_Given text_
## START

April 1997 Volume 24 Number 2
You Can Make A Difference
By Art GeoffrionIn my inaugural column I said that one of life's most gratifying pleasures is working with good people, and I really believe that. If you do too, please read on.
INFORMS has lots of good people, and it's simple to work with them; all you have to do is volunteer. This means offering to do some real work in an area that you find interesting and worthy of your efforts. You'll enjoy meeting and working with like-minded people and will have the satisfaction of completing the kinds of projects on which INFORMS depends for much of its vitality.
Let me say a few words about the major volunteering opportunities at INFORMS. Active volunteers in these areas are absolutely essential to the excellence of your society.
I'll start with committees. The INFORMS Board has 38 standing committees, eight subcommittees and a couple of task forces, each composed of volunteers like yourself. Most rely heavily on e-mail, have occasional conference calls and try to meet face-to-face at the national meetings. The time commitment starts at several hours per month.
Committees are appointed by the president in consultation with the nominated chairs, with Board confirmation scheduled for the INFORMS Fall Meeting because most committees start on Jan. 1. So it is definitely not too soon to begin jostling for a spot. Anyone can volunteer for any committee, although actual appointments are competitive based on background and enthusiasm.
There are two ways to volunteer. One is to find someone active in INFORMS to recommend you to the president. You can look for such a person in the INFORMS Internal Directory at http://www.informs.org/General/InternalDirectory.html. The other way is to volunteer through the form on the new Web page, http://www.informs.org/VOLUNTEER/. This page also lists all committees that accept volunteers.

## END

_Source data_
## START

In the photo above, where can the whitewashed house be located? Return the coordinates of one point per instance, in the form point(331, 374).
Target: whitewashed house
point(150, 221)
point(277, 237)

## END

_Task description_
Rewrite the part of the volunteering column starting with "INFORMS has lots" and going on through "hours per month.", changing "face-to-face" to "in person".

_Full response_
INFORMS has lots of good people, and it's simple to work with them; all you have to do is volunteer. This means offering to do some real work in an area that you find interesting and worthy of your efforts. You'll enjoy meeting and working with like-minded people and will have the satisfaction of completing the kinds of projects on which INFORMS depends for much of its vitality.
Let me say a few words about the major volunteering opportunities at INFORMS. Active volunteers in these areas are absolutely essential to the excellence of your society.
I'll start with committees. The INFORMS Board has 38 standing committees, eight subcommittees and a couple of task forces, each composed of volunteers like yourself. Most rely heavily on e-mail, have occasional conference calls and try to meet in person at the national meetings. The time commitment starts at several hours per month.